[Gluster-devel] 1402538 : Assertion failure during rebalance of symbolic links

Xavier Hernandez xhernandez at datalab.es
Wed Dec 14 09:36:47 UTC 2016


On 12/14/2016 10:28 AM, Pranith Kumar Karampuri wrote:
>
>
> On Wed, Dec 14, 2016 at 2:54 PM, Xavier Hernandez <xhernandez at datalab.es
> <mailto:xhernandez at datalab.es>> wrote:
>
>     On 12/14/2016 10:17 AM, Pranith Kumar Karampuri wrote:
>
>
>
>         On Wed, Dec 14, 2016 at 1:48 PM, Xavier Hernandez
>         <xhernandez at datalab.es <mailto:xhernandez at datalab.es>
>         <mailto:xhernandez at datalab.es <mailto:xhernandez at datalab.es>>>
>         wrote:
>
>             There's another issue with the patch that Ashish sent.
>
>             The original problem is that a setattr on a symbolic link gets
>             transformed to a regular file while the fop is being
>         executed. Even
>             if we apply the Ashish' patch to avoid the assert, the
>         setattr fop
>             will still succeed and incorrectly change the attributes of a
>             gluster special file that shouldn't change.
>
>             I think that's a bigger problem that needs to be addressed
>         globally.
>
>             I'm sure this is not an easy solution, but probably the best way
>             would be to have distinct inodes for the gluster link files
>         and the
>             original file. This way most of these problems should be solved.
>
>
>         Is there any reason why there is a difference in type of the file on
>         hashed/cached subvols? We can have the same type of file on both dht
>         subvolumes? That will prevent unlink of regular file and
>         recreate with
>         the actual type of the file?
>
>
>     I think the problem is not only the type of the inode. There are
>     more things involved. If we allow operations intended for regular
>     files to succeed on the dht link file itself, the operation won't be
>     visible and may affect future actions.
>
>     How it's prevented that the setattr modifies an already created link
>     file ? or at least, are these changes propagated to the real file
>     later and the link is restored to the original state ? if so, how
>     dht detects all this without any locks ? if it's able to detect
>     that, why does it send the setattr request anyway ?

• **Data lines**
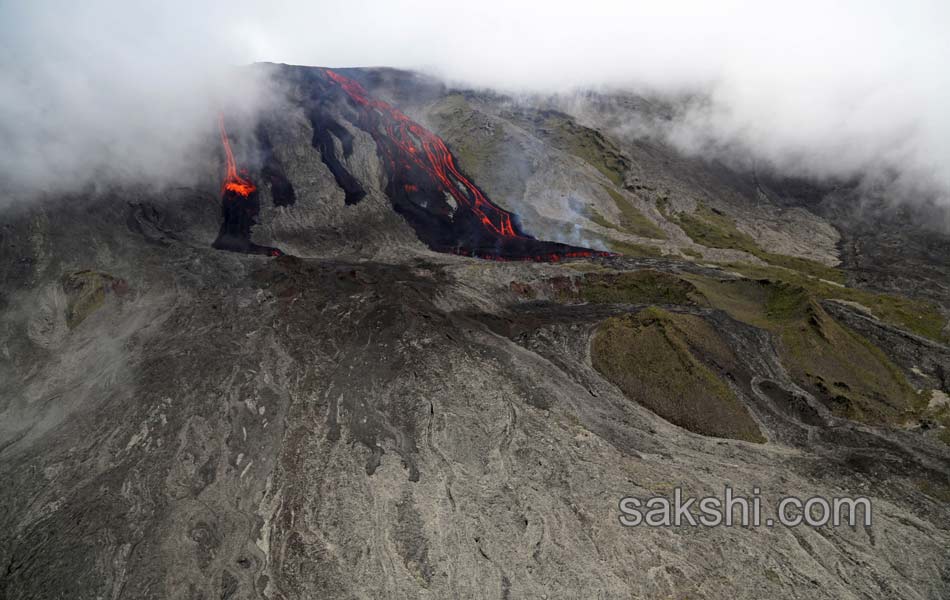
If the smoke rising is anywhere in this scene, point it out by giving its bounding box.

--

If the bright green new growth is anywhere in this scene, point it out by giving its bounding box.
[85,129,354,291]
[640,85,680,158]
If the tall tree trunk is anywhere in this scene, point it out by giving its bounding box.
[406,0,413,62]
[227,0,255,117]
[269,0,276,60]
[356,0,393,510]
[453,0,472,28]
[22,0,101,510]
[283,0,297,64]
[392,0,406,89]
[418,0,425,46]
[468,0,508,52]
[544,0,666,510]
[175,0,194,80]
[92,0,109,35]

• **Challenges**
1 - In the Gluster-devel message about symbolic link rebalancing, what does a setattr on a symbolic link get transformed into while the fop is being executed?
2 - Write the next part of the Gluster-devel message on rebalancing symbolic links, picking up right after its last line.

• **Responses to the tasks**
1 - A regular file.

2 -
>
>
> I think the assert messages are coming at the time of marking the file
> as '---------T' file. DHT makes sure the actual fop happens on the
> cached subvolume. But this linkto file will be present in hashed
> subvolume indicating it is a linkto file (i.e. 'T' file and there will
> be an extended attribute telling where the actual file is in an extended
> attrbute). With EC in picture this marking of linkto file by doing a
> setattr as '---------T' file is asserting.

If I understand correctly, the real file and the link file not only 
share the gfid but also share the inode structure itself (otherwise dht 
would send the new inode to setattr and that problem won't happen). This 
means that we have a single inode structure to represent a symbolic link 
and a regular file at the same time. This seems very bad to me.

>
>
>
>
>
>
>             Xavi
>
>
>             On 12/14/2016 09:02 AM, Xavier Hernandez wrote:
>
>                 On 12/14/2016 06:10 AM, Raghavendra Gowdappa wrote:
>
>
>
>                     ----- Original Message -----
>
>                         From: "Pranith Kumar Karampuri"
>         <pkarampu at redhat.com <mailto:pkarampu at redhat.com>
>                         <mailto:pkarampu at redhat.com
>         <mailto:pkarampu at redhat.com>>>
>                         To: "Ashish Pandey" <aspandey at redhat.com
>         <mailto:aspandey at redhat.com>
>                         <mailto:aspandey at redhat.com
>         <mailto:aspandey at redhat.com>>>
>                         Cc: "Gluster Devel" <gluster-devel at gluster.org
>         <mailto:gluster-devel at gluster.org>
>                         <mailto:gluster-devel at gluster.org
>         <mailto:gluster-devel at gluster.org>>>, "Shyam Ranganathan"
>                         <srangana at redhat.com
>         <mailto:srangana at redhat.com> <mailto:srangana at redhat.com
>         <mailto:srangana at redhat.com>>>,
>                         "Nithya Balachandran"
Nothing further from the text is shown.